Un vieil auteur d’Annales nous parle d’un palatium d’Angeriacum, sur la Voultonne, en territoire d’Aulnis, où demeurait le roi Pépin , le plus jeune des trois fils de l’empereur Louis le Débonnaire nommé par lui «roi d’Aquitaine» ; or, la Santonia civitas avait été rattachée à l’Aquitaine depuis la division de la Gaule faite par Auguste . Qu’était. ce palatium? C’était, vraisemblablement, la villa ou le staplum dont nous avons parlé au chapitre précédent, c’est-à-dire, une de ces fermes royales «où les rois et les princes des premiers temps du moyen âge se transportaient successivement afin de pourvoir à leur administration, en percevoir les revenus, et où, par suite, ils s’occupaient de la direction générale de leurs royaumes ou principautés, et y frappaient même monnaie» . Là, pour se conformer à un vœu ou à un ordre paternel, dit un chroniqueur , Pépin d’Aquitaine installa un monastère de l’ordre de Saint-Benoît, et l’église de ce monastère fut dédiée par ces cénobites à saint Jean-Baptiste .

CONSIGNES:
• A. Transformez en liste JSON de chaînes tout ce qui va, dans les enregistrements, de la ligne contenant « Plain rules. Mark every instance of the cloudy » jusqu'à la ligne contenant « x=428 y=267 », ces deux lignes comprises. Mettez une chaîne par ligne et laissez de côté les lignes vides.
• B. Poursuivez le texte sur le palatium d'Angeriacum et le monastère fondé là par Pépin d'Aquitaine, à partir de sa dernière phrase.

DOCUMENTS SOURCES:
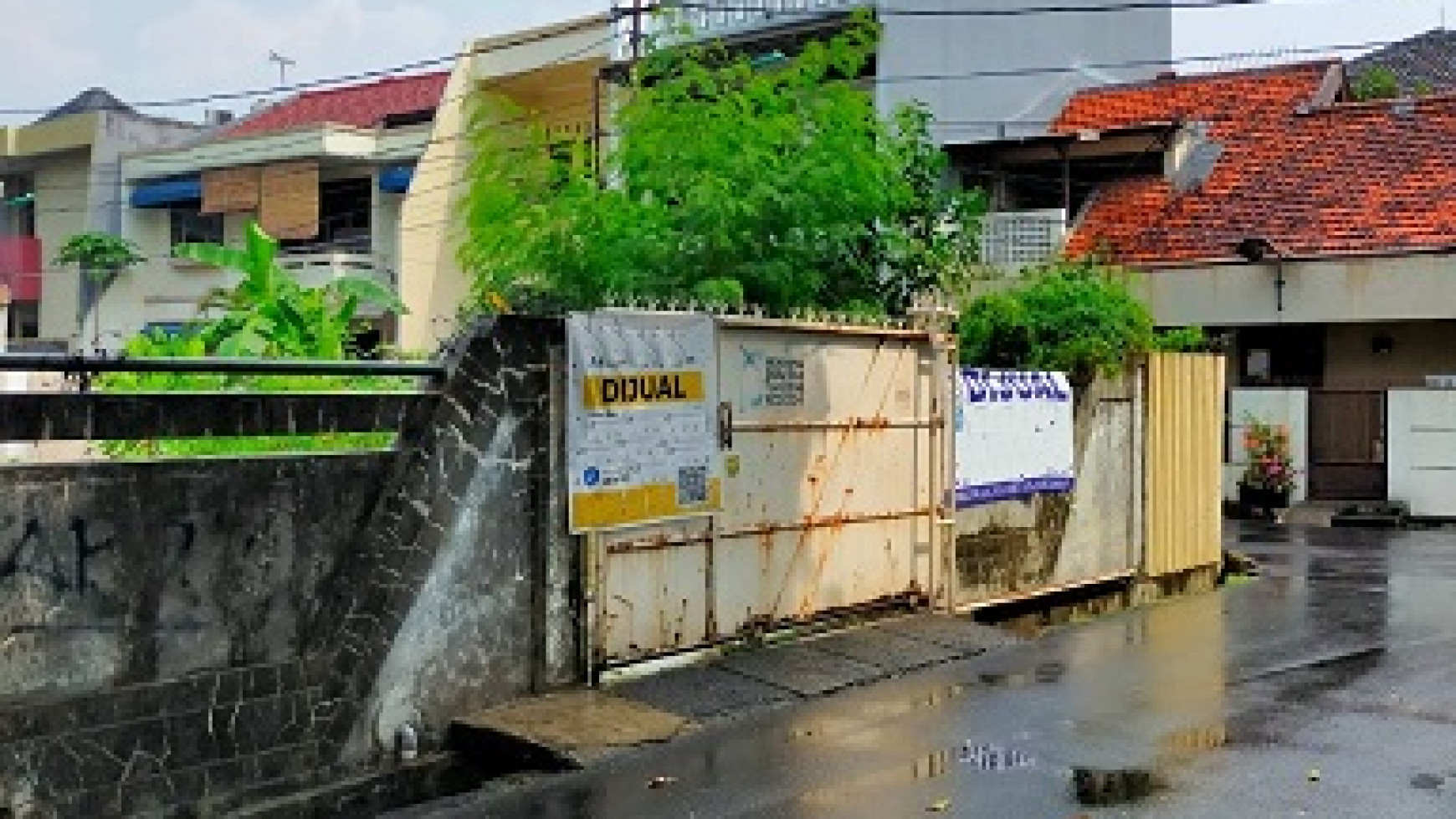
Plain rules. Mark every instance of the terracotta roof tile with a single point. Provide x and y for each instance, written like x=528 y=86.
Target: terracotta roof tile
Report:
x=1344 y=179
x=1219 y=98
x=361 y=106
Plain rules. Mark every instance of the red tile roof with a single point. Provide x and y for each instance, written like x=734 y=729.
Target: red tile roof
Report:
x=1218 y=98
x=361 y=106
x=1351 y=178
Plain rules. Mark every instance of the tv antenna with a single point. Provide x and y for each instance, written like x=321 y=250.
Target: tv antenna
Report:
x=285 y=63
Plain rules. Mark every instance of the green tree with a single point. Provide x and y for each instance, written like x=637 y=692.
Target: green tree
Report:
x=1377 y=82
x=269 y=313
x=265 y=313
x=1078 y=317
x=775 y=183
x=100 y=258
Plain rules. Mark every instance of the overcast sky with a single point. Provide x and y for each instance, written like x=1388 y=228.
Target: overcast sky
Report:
x=146 y=49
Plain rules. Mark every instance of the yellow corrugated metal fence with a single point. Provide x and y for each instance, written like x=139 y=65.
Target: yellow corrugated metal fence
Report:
x=1182 y=464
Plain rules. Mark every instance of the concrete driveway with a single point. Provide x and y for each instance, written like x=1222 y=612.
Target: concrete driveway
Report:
x=1324 y=688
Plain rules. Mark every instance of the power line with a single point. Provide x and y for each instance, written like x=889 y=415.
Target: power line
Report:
x=1021 y=12
x=344 y=79
x=618 y=15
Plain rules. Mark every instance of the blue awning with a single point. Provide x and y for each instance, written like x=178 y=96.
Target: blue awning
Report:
x=395 y=179
x=167 y=194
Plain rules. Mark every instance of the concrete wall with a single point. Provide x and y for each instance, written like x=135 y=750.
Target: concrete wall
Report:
x=1288 y=407
x=159 y=614
x=431 y=281
x=175 y=635
x=1422 y=456
x=130 y=573
x=986 y=108
x=1344 y=289
x=61 y=210
x=1417 y=350
x=82 y=191
x=1023 y=547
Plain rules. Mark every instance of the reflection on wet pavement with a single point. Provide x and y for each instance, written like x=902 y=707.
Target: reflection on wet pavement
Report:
x=1324 y=688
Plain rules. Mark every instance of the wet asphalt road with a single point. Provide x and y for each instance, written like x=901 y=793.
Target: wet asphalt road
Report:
x=1325 y=688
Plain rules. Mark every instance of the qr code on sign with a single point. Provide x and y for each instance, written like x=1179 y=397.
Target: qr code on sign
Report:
x=692 y=486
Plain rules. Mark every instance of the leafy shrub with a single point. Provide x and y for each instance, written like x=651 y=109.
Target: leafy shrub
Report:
x=269 y=313
x=1076 y=317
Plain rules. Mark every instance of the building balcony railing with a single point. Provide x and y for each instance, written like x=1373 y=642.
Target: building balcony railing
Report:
x=1015 y=240
x=316 y=268
x=721 y=18
x=21 y=267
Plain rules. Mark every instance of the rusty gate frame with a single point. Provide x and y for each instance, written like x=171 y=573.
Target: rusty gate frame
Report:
x=929 y=557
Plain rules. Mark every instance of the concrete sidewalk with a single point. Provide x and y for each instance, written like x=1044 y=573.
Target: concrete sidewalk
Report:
x=580 y=729
x=1324 y=688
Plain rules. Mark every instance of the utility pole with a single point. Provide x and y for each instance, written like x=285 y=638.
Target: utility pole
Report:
x=283 y=66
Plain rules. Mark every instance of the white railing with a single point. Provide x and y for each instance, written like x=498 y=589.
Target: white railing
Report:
x=716 y=18
x=1015 y=240
x=316 y=269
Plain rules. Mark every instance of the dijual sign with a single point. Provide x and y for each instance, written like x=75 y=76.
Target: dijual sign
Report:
x=643 y=423
x=1013 y=435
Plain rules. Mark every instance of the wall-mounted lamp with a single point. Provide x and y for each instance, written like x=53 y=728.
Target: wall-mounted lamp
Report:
x=1255 y=249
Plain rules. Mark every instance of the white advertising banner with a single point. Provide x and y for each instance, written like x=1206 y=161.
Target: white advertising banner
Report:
x=643 y=421
x=1013 y=435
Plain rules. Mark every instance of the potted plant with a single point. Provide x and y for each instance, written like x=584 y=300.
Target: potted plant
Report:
x=1269 y=472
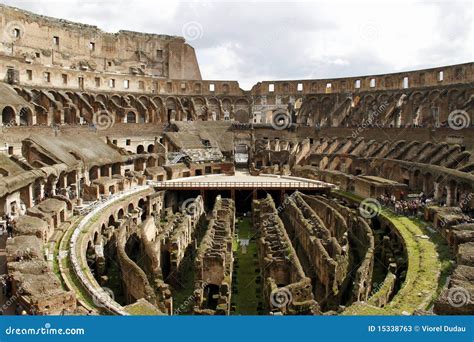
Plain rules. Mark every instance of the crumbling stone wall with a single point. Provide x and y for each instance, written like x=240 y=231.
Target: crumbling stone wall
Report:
x=213 y=277
x=329 y=258
x=286 y=288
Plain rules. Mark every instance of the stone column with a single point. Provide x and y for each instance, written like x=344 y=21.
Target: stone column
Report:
x=451 y=197
x=438 y=191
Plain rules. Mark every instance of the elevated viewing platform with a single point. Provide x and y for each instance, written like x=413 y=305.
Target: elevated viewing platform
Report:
x=241 y=181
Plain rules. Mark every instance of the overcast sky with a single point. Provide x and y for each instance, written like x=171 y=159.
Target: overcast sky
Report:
x=253 y=41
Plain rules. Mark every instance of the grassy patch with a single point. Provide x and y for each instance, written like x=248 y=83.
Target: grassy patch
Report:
x=245 y=295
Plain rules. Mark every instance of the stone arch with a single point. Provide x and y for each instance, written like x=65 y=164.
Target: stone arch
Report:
x=242 y=116
x=26 y=116
x=131 y=117
x=8 y=116
x=120 y=214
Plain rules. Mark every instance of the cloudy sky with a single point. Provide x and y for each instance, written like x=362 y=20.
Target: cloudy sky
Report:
x=252 y=41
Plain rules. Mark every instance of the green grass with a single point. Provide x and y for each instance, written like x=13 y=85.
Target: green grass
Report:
x=246 y=298
x=428 y=267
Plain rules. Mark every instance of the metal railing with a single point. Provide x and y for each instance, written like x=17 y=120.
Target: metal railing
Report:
x=240 y=185
x=90 y=285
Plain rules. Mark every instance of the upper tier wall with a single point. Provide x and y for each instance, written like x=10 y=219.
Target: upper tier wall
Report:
x=39 y=40
x=440 y=76
x=39 y=51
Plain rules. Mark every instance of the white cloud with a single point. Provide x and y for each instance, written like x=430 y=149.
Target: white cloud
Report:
x=251 y=41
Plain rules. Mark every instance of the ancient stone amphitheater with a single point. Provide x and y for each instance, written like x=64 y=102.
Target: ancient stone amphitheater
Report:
x=130 y=186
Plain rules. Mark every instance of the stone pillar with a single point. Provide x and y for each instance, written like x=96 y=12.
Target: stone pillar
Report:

RÉPONSES:
• A.
[
  "Plain rules. Mark every instance of the cloudy sky with a single point. Provide x and y for each instance, written like x=362 y=20.",
  "Target: cloudy sky",
  "Report:",
  "x=252 y=41",
  "Plain rules. Mark every instance of the green grass with a single point. Provide x and y for each instance, written like x=13 y=85.",
  "Target: green grass",
  "Report:",
  "x=246 y=298",
  "x=428 y=267"
]

• B.
En ce temps-là, le précurseur du Christ, dominant les apôtres eux-mêmes et la Vierge mère , apparaissait comme la plus grande figure de la religion chrétienne et, dans l’ordre de la hiérarchie céleste, elle suivait immédiatement celle de Jésus-Christ. C’est ainsi que la très grande fête du solstice d’hiver, marquant la renaissance du Soleil invaincu (natalis dies Solis invicti) ayant été consacrée par l’Eglise à célébrer la nativité de Jésus, l’Enfant-Dieu, la fête du solstice d’été, également marquée par une foule de cérémonies, de pompes et de coutumes païennes, comme celle des feux de joie, allumés en l’honneur du Soleil, fut mise sous l’invocation de saint Jean-Baptiste et destinée par l’Église à commémorer sa naissance .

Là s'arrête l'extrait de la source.